__Условие задания__: Напишите продолжение приведённого ниже текста о Фицджеральде, начиная сразу после его последнего предложения.

__Текстовый фрагмент__:

________________________________________

Все долгие годы, что писался роман, Фицджеральд — повторимся — настраивал и себя, и будущего читателя на его успех. Настраивал тем более настойчиво и энергично, что чувствовал: «связь времен распалась», пришло новое время, а с ним — новые авторы и новые идеи, писать так, как он писал в 1920-е годы, уже нельзя. «Девять лет, разделяющие „Гэтсби“ и „Ночь“, — напишет он Зельде спустя несколько лет, за два месяца до смерти, — причинили моей репутации непоправимый вред, за это время выросло новое поколение читателей, для которых я всего лишь автор „Пост“».
«Тот мусор, который я сочиняю для „Пост“, мне все более отвратителен, ведь в эти рассказы я вкладываю все меньше и меньше сердца», — пишет Фицджеральд Менкену 4 мая 1925 года, когда на его счету уже два сборника рассказов. И в то же время он убежден, что плохо писать не умеет. «Знаешь, малыш, — вспоминает свой разговор с Фицджеральдом Бадд Шульберг, — когда-то у меня был чудесный талант… Из рук вон плохо я писать не умею».

________________________________________

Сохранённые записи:

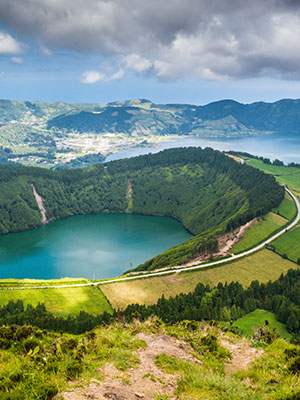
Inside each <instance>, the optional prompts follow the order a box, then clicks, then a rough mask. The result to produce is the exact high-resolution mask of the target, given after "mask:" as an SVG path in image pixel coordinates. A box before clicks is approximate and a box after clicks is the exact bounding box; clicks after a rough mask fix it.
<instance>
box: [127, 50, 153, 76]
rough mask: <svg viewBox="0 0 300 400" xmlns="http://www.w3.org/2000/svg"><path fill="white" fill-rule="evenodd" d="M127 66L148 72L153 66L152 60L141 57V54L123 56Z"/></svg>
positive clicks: (134, 69) (138, 71)
mask: <svg viewBox="0 0 300 400" xmlns="http://www.w3.org/2000/svg"><path fill="white" fill-rule="evenodd" d="M123 61H124V63H125V66H126V68H128V69H132V70H134V71H136V72H146V71H148V70H149V69H150V68H151V67H152V62H151V61H149V60H147V58H144V57H141V56H140V55H139V54H135V53H132V54H128V56H125V57H124V58H123Z"/></svg>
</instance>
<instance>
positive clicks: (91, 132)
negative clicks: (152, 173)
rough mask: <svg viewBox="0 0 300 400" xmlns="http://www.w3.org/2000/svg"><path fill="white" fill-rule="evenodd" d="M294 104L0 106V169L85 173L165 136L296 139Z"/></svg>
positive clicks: (172, 104) (134, 101)
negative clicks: (294, 137) (112, 153)
mask: <svg viewBox="0 0 300 400" xmlns="http://www.w3.org/2000/svg"><path fill="white" fill-rule="evenodd" d="M299 115H300V101H299V100H288V99H285V100H280V101H278V102H275V103H263V102H258V103H253V104H241V103H238V102H235V101H232V100H222V101H218V102H214V103H210V104H208V105H205V106H195V105H188V104H154V103H152V102H151V101H150V100H144V99H142V100H130V101H119V102H114V103H109V104H84V103H78V104H66V103H40V102H29V101H9V100H0V121H1V123H0V146H1V147H0V161H1V163H7V162H10V163H11V162H15V163H20V164H22V165H32V166H39V165H42V166H44V167H48V168H55V169H57V168H65V167H78V166H85V165H90V164H93V163H96V162H99V161H102V159H104V158H105V157H106V156H107V155H108V154H109V153H111V152H116V151H118V150H121V149H125V148H128V147H133V146H148V145H150V144H153V143H155V142H156V141H158V140H161V137H166V136H170V135H176V136H178V135H181V136H182V135H188V136H199V137H245V136H259V135H264V134H266V133H271V132H279V133H282V135H284V134H285V132H290V133H299V126H300V117H299Z"/></svg>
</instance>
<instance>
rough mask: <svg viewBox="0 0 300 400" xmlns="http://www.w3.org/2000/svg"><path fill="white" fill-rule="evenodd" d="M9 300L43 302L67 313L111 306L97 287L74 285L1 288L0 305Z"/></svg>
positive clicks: (7, 302)
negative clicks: (36, 288) (60, 288)
mask: <svg viewBox="0 0 300 400" xmlns="http://www.w3.org/2000/svg"><path fill="white" fill-rule="evenodd" d="M10 300H14V301H16V300H23V302H24V304H32V305H37V304H38V303H45V305H46V307H47V309H48V310H49V311H51V312H53V313H55V314H59V315H62V316H64V315H68V314H77V313H79V311H86V312H88V313H90V314H101V313H102V312H104V311H106V312H111V311H112V308H111V306H110V305H109V303H108V301H107V300H106V298H105V296H104V295H103V293H102V292H101V290H100V288H98V287H74V288H61V289H31V290H30V289H26V290H21V289H20V290H1V291H0V305H3V304H6V303H8V302H9V301H10Z"/></svg>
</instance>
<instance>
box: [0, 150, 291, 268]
mask: <svg viewBox="0 0 300 400" xmlns="http://www.w3.org/2000/svg"><path fill="white" fill-rule="evenodd" d="M0 171H1V178H0V193H1V194H0V214H1V216H2V218H1V221H0V233H2V234H3V233H8V232H12V231H20V230H26V229H30V228H33V227H36V226H39V225H41V217H40V213H39V210H38V206H37V204H36V201H35V198H34V195H33V188H32V185H34V187H35V189H36V191H37V193H38V194H39V195H40V196H41V197H42V198H43V201H44V205H45V208H46V214H47V218H48V220H49V221H51V220H53V219H59V218H64V217H67V216H71V215H76V214H90V213H101V212H130V213H136V214H148V215H166V216H171V217H174V218H176V219H177V220H179V221H181V222H182V224H183V225H184V226H185V227H186V228H187V229H188V230H189V231H191V232H192V233H193V234H195V235H196V236H194V237H193V238H192V239H190V240H189V241H187V242H185V243H184V244H183V245H179V246H176V247H175V248H173V249H170V250H168V251H167V252H165V253H163V254H162V255H160V256H158V257H155V258H154V259H152V260H150V261H149V262H147V263H146V264H144V265H143V266H140V267H139V269H149V270H152V269H155V268H158V267H161V266H169V265H176V264H179V263H182V262H186V261H188V260H189V259H190V258H191V257H193V256H194V254H195V253H204V252H212V251H214V250H216V247H217V241H216V239H215V236H216V234H220V233H222V232H225V231H228V230H231V229H233V228H236V227H237V226H240V225H242V224H244V223H245V222H247V221H249V220H251V219H253V218H254V217H257V216H260V215H264V214H266V213H267V212H268V211H270V210H271V209H272V208H273V207H276V206H278V205H279V204H280V203H281V201H282V199H283V197H284V189H283V187H281V186H280V185H278V184H277V183H276V181H275V179H274V178H273V177H272V176H269V175H266V174H264V173H262V172H260V171H258V170H257V169H255V168H251V167H249V166H247V165H239V164H238V163H236V162H235V161H234V160H232V159H231V158H229V157H226V156H225V155H224V154H222V153H220V152H218V151H214V150H212V149H205V150H202V149H201V148H186V149H184V148H179V149H169V150H165V151H163V152H160V153H157V154H150V155H145V156H140V157H134V158H131V159H123V160H118V161H113V162H110V163H106V164H98V165H94V166H90V167H87V168H83V169H76V170H64V171H49V170H46V169H39V168H25V167H12V166H2V167H0Z"/></svg>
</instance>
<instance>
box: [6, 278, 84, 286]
mask: <svg viewBox="0 0 300 400" xmlns="http://www.w3.org/2000/svg"><path fill="white" fill-rule="evenodd" d="M87 282H88V279H84V278H61V279H0V288H2V287H31V286H40V287H42V286H60V285H73V284H75V285H77V284H81V283H87Z"/></svg>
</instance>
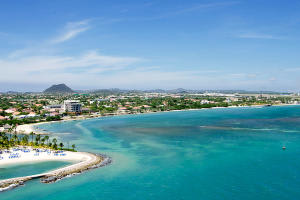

________________________________________

__Поле ответа__:
Ошибается — умеет. Вот, к примеру, рассказ конца 1930-х годов из тех, что печатались в «Эсквайре», — «Женщина из „Клуба 21“». Писатель Рэймонд Торренс привозит с Явы в Нью-Йорк молодую жену и отправляется с ней вечером в театр на пьесу Уильяма Сарояна. Насладиться игрой столичных актеров, однако, не удается: рядом с ними усаживается разряженная девица, которая весь спектакль громким голосом призывает своих подвыпивших спутников уехать из театра в бутлегерский «Клуб 21» или же, тяжко вздыхая, взывает к Всевышнему — пьеса ей явно не пришлась по вкусу. Торренс испытывает тяжкое разочарование: вожделенное пребывание в культурной столице Америки испорчено: оказывается, и близкие друзья тоже предпочитают Сарояну сомнительный клуб. «Та женщина была скорее правилом, нежели исключением», — делает вывод Торренс, теперь он торопится поскорее вернуться в Суву к детям, чтобы «спасти и защитить их от этих ходячих мертвецов цивилизации»[78]. Мораль? На девственной Яве лучше, чем на Пятой авеню, среди «ходячих мертвецов цивилизации»? Или этот рассказ (а скорее этюд, зарисовку) следует отнести к бесчисленным и недолговечным образцам комического жанра обманутых ожиданий? Жанру, так удававшемуся Мопассану, О. Генри и Антоше Чехонте, которым Фицджеральд в данном случае не слишком удачно подражает.